### [Given entries]
────────────────────

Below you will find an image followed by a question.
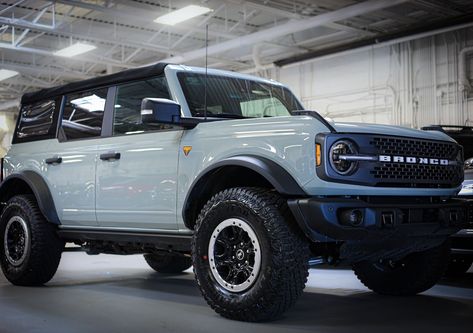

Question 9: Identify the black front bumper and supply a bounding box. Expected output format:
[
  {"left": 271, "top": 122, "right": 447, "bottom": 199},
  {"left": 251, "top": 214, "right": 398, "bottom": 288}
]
[{"left": 288, "top": 197, "right": 473, "bottom": 243}]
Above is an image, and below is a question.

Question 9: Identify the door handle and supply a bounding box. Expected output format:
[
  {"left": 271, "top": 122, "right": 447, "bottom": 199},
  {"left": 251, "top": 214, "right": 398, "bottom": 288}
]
[
  {"left": 100, "top": 152, "right": 121, "bottom": 161},
  {"left": 45, "top": 156, "right": 62, "bottom": 165}
]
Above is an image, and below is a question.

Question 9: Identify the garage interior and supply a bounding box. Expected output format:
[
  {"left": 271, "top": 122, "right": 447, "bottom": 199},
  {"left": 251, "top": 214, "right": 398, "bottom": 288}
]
[{"left": 0, "top": 0, "right": 473, "bottom": 332}]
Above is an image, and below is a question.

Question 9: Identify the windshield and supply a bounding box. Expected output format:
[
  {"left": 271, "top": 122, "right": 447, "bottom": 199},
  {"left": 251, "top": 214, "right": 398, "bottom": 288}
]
[{"left": 178, "top": 72, "right": 303, "bottom": 118}]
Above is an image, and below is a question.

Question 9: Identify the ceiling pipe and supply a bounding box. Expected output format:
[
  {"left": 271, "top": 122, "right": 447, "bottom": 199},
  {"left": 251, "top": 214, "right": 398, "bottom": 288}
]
[
  {"left": 252, "top": 44, "right": 264, "bottom": 71},
  {"left": 0, "top": 42, "right": 135, "bottom": 69},
  {"left": 278, "top": 21, "right": 473, "bottom": 70},
  {"left": 459, "top": 46, "right": 473, "bottom": 92},
  {"left": 146, "top": 0, "right": 408, "bottom": 66}
]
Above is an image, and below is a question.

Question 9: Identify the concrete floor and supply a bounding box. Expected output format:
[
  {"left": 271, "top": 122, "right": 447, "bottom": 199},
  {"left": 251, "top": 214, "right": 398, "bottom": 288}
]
[{"left": 0, "top": 252, "right": 472, "bottom": 333}]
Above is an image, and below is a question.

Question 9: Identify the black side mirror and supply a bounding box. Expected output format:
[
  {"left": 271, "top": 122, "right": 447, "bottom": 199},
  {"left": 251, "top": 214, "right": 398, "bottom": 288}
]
[
  {"left": 141, "top": 98, "right": 182, "bottom": 125},
  {"left": 140, "top": 98, "right": 200, "bottom": 129}
]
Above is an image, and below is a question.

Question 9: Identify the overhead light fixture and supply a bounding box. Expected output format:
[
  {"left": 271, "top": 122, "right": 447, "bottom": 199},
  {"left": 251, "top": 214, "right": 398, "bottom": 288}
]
[
  {"left": 0, "top": 69, "right": 19, "bottom": 81},
  {"left": 154, "top": 5, "right": 213, "bottom": 25},
  {"left": 54, "top": 42, "right": 96, "bottom": 57}
]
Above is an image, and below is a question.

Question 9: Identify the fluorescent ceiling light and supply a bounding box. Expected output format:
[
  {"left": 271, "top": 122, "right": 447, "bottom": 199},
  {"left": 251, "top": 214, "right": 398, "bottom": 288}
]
[
  {"left": 54, "top": 42, "right": 96, "bottom": 57},
  {"left": 0, "top": 69, "right": 19, "bottom": 81},
  {"left": 154, "top": 5, "right": 213, "bottom": 25},
  {"left": 71, "top": 94, "right": 105, "bottom": 112}
]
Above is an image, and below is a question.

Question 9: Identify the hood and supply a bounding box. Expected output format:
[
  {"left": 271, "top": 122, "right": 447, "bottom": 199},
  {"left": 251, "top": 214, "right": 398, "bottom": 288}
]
[{"left": 333, "top": 122, "right": 456, "bottom": 143}]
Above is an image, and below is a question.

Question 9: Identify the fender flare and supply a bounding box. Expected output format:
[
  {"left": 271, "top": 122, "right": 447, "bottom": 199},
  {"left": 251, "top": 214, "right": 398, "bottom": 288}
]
[
  {"left": 0, "top": 171, "right": 60, "bottom": 224},
  {"left": 183, "top": 155, "right": 307, "bottom": 225}
]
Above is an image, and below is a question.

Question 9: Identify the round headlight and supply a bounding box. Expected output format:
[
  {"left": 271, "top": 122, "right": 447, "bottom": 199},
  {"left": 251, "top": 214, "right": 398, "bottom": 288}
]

────────────────────

Excluding the pictures, reproduce every entry exactly as given.

Below you will find an image followed by a question.

Question 9: Identify the black front bumper and supply a bounding box. Expected output format:
[
  {"left": 271, "top": 122, "right": 447, "bottom": 199},
  {"left": 251, "top": 214, "right": 398, "bottom": 288}
]
[{"left": 288, "top": 197, "right": 473, "bottom": 243}]
Above is an image, and below is a question.

Question 9: Identify the door handle and supply a bounding box. Expected output format:
[
  {"left": 271, "top": 122, "right": 447, "bottom": 199},
  {"left": 251, "top": 214, "right": 398, "bottom": 288}
]
[
  {"left": 100, "top": 152, "right": 121, "bottom": 161},
  {"left": 45, "top": 156, "right": 62, "bottom": 165}
]
Above is an image, and below is a question.

Question 9: Identify the garage interior and supply a bounding box. Expected output format:
[
  {"left": 271, "top": 122, "right": 447, "bottom": 199},
  {"left": 251, "top": 214, "right": 398, "bottom": 288}
]
[{"left": 0, "top": 0, "right": 473, "bottom": 332}]
Above is an image, and below is a question.

Question 9: Identify the windshield and supply a bounding box. Expected output format:
[
  {"left": 271, "top": 122, "right": 447, "bottom": 199},
  {"left": 251, "top": 214, "right": 398, "bottom": 288}
]
[{"left": 178, "top": 72, "right": 303, "bottom": 118}]
Above is an image, and below is a question.

Question 9: Identify the ceiling pipe and supply a bounding box. Expected output format:
[
  {"left": 271, "top": 122, "right": 447, "bottom": 199},
  {"left": 251, "top": 214, "right": 398, "bottom": 288}
]
[
  {"left": 252, "top": 44, "right": 264, "bottom": 71},
  {"left": 0, "top": 42, "right": 135, "bottom": 69},
  {"left": 278, "top": 21, "right": 473, "bottom": 70},
  {"left": 459, "top": 46, "right": 473, "bottom": 92},
  {"left": 146, "top": 0, "right": 408, "bottom": 66}
]
Above is an image, and below is a question.

Question 9: Identify the concrete floor and supply a bounding box. Expected output format:
[
  {"left": 271, "top": 122, "right": 447, "bottom": 199},
  {"left": 251, "top": 214, "right": 398, "bottom": 288}
]
[{"left": 0, "top": 252, "right": 472, "bottom": 333}]
Above is an image, and below is a question.

Question 9: Identify the black side mirror and supply a bounding box. Expected output format:
[
  {"left": 271, "top": 122, "right": 447, "bottom": 199},
  {"left": 251, "top": 214, "right": 398, "bottom": 288}
]
[
  {"left": 141, "top": 98, "right": 182, "bottom": 125},
  {"left": 140, "top": 98, "right": 200, "bottom": 129}
]
Above is an image, and below is a question.

Question 9: Identify the overhead light fixture and supply a bounding box. Expected output format:
[
  {"left": 271, "top": 122, "right": 447, "bottom": 199},
  {"left": 251, "top": 214, "right": 398, "bottom": 288}
]
[
  {"left": 0, "top": 69, "right": 19, "bottom": 81},
  {"left": 154, "top": 5, "right": 213, "bottom": 25},
  {"left": 54, "top": 42, "right": 96, "bottom": 57}
]
Above is an image, and below is a question.

Question 9: Identify the fluorescent ceiling light and supply a bounding box. Expected output format:
[
  {"left": 271, "top": 122, "right": 447, "bottom": 199},
  {"left": 251, "top": 214, "right": 398, "bottom": 288}
]
[
  {"left": 54, "top": 42, "right": 96, "bottom": 57},
  {"left": 0, "top": 69, "right": 19, "bottom": 81},
  {"left": 154, "top": 5, "right": 213, "bottom": 25},
  {"left": 71, "top": 94, "right": 105, "bottom": 112}
]
Above is an image, and below is a question.

Question 9: Identify the hood and supply a bounding box. Expected output format:
[
  {"left": 271, "top": 122, "right": 447, "bottom": 199},
  {"left": 251, "top": 214, "right": 398, "bottom": 288}
]
[{"left": 333, "top": 122, "right": 456, "bottom": 143}]
Above is an image, and below is a question.

Question 9: Identify the fender flare and supply a bounding box. Expected output format:
[
  {"left": 271, "top": 122, "right": 447, "bottom": 199},
  {"left": 251, "top": 214, "right": 398, "bottom": 288}
]
[
  {"left": 0, "top": 171, "right": 60, "bottom": 224},
  {"left": 183, "top": 155, "right": 307, "bottom": 225}
]
Above is an image, and below is a question.

Question 9: Identify the round headlight and supply a bounding box. Expected output format:
[
  {"left": 271, "top": 122, "right": 447, "bottom": 199},
  {"left": 251, "top": 214, "right": 398, "bottom": 288}
]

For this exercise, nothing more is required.